- [PROBLEM]:
Give the entries again, exactly as written.

[Collected data]
= = = =
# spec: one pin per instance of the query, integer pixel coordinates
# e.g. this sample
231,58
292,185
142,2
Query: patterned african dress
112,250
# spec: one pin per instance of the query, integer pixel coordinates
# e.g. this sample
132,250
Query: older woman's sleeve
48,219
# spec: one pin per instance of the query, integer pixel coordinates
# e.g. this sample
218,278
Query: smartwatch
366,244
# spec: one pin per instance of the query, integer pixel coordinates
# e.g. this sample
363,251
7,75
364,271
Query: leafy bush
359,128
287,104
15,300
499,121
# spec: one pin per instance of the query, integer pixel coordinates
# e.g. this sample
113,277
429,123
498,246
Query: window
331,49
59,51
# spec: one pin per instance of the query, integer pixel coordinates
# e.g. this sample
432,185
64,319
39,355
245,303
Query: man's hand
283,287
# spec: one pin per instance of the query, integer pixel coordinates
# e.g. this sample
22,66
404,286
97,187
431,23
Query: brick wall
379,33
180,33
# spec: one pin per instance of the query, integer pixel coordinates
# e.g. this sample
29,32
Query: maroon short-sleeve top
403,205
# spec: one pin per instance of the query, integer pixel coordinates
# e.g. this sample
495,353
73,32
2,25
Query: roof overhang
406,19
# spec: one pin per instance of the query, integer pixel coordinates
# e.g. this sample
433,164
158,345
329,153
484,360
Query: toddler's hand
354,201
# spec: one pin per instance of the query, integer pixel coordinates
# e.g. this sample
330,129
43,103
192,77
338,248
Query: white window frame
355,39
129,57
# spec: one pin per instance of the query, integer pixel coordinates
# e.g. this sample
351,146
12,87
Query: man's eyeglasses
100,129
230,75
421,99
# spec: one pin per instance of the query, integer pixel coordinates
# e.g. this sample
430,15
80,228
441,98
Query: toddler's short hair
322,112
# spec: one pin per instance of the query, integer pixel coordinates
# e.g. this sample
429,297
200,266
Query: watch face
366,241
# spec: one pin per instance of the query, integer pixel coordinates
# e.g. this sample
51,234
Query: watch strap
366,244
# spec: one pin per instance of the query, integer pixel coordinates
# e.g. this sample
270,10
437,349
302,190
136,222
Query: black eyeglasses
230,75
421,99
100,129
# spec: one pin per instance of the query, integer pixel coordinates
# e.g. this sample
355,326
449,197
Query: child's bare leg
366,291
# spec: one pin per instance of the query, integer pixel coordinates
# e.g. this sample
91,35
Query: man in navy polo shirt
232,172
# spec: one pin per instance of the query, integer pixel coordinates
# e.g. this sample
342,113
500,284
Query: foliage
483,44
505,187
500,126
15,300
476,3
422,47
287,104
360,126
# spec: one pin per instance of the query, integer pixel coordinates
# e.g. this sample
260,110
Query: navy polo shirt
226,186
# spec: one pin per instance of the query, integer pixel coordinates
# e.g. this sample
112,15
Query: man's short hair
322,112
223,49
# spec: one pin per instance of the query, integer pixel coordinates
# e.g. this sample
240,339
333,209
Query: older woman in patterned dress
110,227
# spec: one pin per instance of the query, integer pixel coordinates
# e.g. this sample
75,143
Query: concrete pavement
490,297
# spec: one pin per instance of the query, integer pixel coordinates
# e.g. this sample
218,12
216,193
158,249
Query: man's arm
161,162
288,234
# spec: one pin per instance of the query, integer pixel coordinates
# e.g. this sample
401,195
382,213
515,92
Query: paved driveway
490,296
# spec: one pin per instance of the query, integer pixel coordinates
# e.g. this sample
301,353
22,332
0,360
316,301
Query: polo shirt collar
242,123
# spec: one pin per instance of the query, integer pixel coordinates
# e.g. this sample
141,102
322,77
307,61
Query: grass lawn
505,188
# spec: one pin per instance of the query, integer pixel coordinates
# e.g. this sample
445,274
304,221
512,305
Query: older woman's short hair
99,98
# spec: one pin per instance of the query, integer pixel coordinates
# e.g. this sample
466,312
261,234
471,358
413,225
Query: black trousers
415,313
= = = =
- [RESPONSE AREA]:
# spec: one pin per instance of the query, integer pixel coordinates
# e.g. this sample
231,58
292,185
142,2
Query: patterned african dress
112,250
# spec: one pin per instance of the query, integer pixel coordinates
# e.g. this sample
132,250
Query: older woman's sleeve
48,219
# spec: one pin per instance of the query, integer pixel coordinates
# e.g. this sample
218,278
Query: smartwatch
366,244
# spec: one pin per instance of the query, integer pixel coordinates
# e.g. this sample
363,251
7,75
364,271
Query: leafy bush
359,128
287,104
15,300
499,121
# spec: one pin per instance of the query, integer pixel coordinates
# e.g. this sample
113,277
429,123
498,246
Query: window
331,49
59,51
# spec: one pin per instance of the query, integer pixel coordinates
# e.g. this sample
432,185
64,319
39,355
245,303
Query: man's hand
283,287
# spec: one pin per instance of the query, integer pixel coordinates
# e.g. this sample
22,66
404,286
97,187
431,23
Query: brick wall
379,33
180,33
# spec: one pin per instance of the query, integer pixel coordinates
# e.g. this sample
29,32
Query: maroon short-sleeve top
403,205
# spec: one pin per instance of the query, integer pixel coordinates
# e.g. this sample
495,353
73,32
2,25
Query: roof overhang
406,19
# spec: one pin per instance of the query, integer pixel coordinates
# e.g. this sample
433,164
158,345
329,153
484,360
Query: toddler's hand
354,201
# spec: one pin per instance of the query, integer pixel coordinates
# e.g. this sample
330,129
43,103
192,77
338,248
Query: white window frame
355,39
129,57
# spec: one pin per instance of the query, integer pixel coordinates
# e.g. this sample
351,146
12,87
Query: man's eyeglasses
100,129
230,75
421,99
# spec: one pin per instance of the query, integer pixel coordinates
# e.g. this sample
430,15
80,228
441,98
Query: toddler's short hair
322,112
# spec: one pin per instance of the query, integer pixel coordinates
# e.g. this sample
429,297
200,266
Query: watch face
366,241
# spec: one pin per instance of the query, integer pixel coordinates
# e.g. this sample
51,234
Query: watch strap
366,244
# spec: one pin per instance of the query, integer pixel coordinates
# e.g. this sample
270,10
437,349
302,190
136,222
Query: black eyeglasses
230,75
421,99
100,129
# spec: one pin per instance of the query, integer pixel coordinates
# e.g. this sample
355,326
449,197
Query: child's bare leg
366,291
# spec: one pin per instance of the query, integer pixel coordinates
# e.g. this sample
91,35
Query: man in navy polo shirt
232,172
# spec: one pin per instance of the query, integer pixel coordinates
# e.g. this sample
342,113
500,284
Query: foliage
483,44
505,187
500,126
15,300
476,3
422,47
287,104
360,126
# spec: one pin per instance of the query, integer pixel coordinates
# e.g. this sample
260,110
Query: navy polo shirt
226,186
# spec: one pin per instance of the query, integer pixel coordinates
# e.g. this sample
112,15
Query: man's short hair
322,112
223,49
# spec: one pin per instance of the query, integer pixel coordinates
# e.g. this sample
240,339
333,209
Query: older woman in patterned dress
110,227
# spec: one pin per instance of the query, integer pixel coordinates
# e.g. this sample
75,143
Query: concrete pavement
490,297
# spec: one pin per instance of the query, integer pixel coordinates
# e.g. this sample
218,12
216,193
158,249
Query: man's arm
161,162
288,234
# spec: one pin per instance of the query, integer pixel coordinates
# e.g. this sample
401,195
382,213
515,92
Query: paved driveway
490,296
# spec: one pin per instance of the query, integer pixel coordinates
# e.g. this sample
301,353
22,332
0,360
316,301
Query: polo shirt collar
242,123
# spec: one pin per instance of the query, integer pixel coordinates
# e.g. this sample
141,102
322,77
307,61
Query: grass lawn
505,188
# spec: one pin per instance of the query, integer pixel coordinates
# e.g. this sample
445,274
304,221
512,305
Query: older woman's short hair
99,98
# spec: one pin per instance of the query, integer pixel coordinates
# e.g. this sample
466,312
261,234
471,358
413,225
Query: black trousers
415,313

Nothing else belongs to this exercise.